WHAT THE TASK ASKS: Only a number is wanted here, namely how many lines of the data contain the string "below".

MATERIAL FOR THIS TASK:

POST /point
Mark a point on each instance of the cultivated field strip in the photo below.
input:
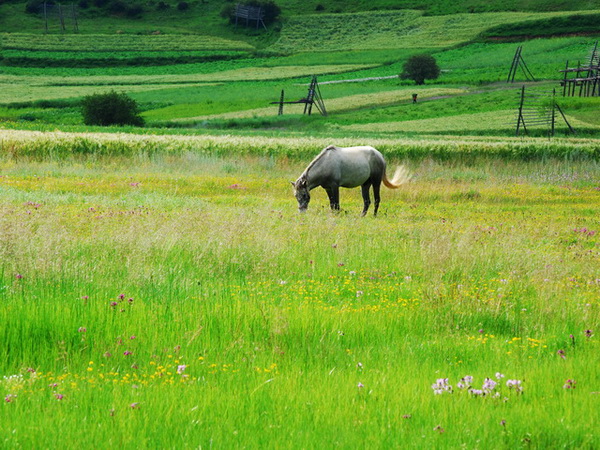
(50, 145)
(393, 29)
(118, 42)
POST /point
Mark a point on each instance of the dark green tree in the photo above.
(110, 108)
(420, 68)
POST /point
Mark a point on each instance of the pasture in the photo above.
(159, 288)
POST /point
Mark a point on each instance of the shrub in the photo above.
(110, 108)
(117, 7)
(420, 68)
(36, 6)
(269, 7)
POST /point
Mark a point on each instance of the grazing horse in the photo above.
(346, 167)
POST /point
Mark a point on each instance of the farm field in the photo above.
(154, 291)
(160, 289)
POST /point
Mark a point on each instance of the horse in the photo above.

--

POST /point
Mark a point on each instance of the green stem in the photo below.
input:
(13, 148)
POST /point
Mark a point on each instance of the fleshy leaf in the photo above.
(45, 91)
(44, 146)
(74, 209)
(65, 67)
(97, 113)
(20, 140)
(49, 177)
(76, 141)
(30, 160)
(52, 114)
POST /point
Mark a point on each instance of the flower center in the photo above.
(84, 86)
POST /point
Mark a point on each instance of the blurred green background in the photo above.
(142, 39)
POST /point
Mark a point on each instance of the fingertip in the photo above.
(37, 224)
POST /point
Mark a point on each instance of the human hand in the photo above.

SOLUTION TO THE PROBLEM: 2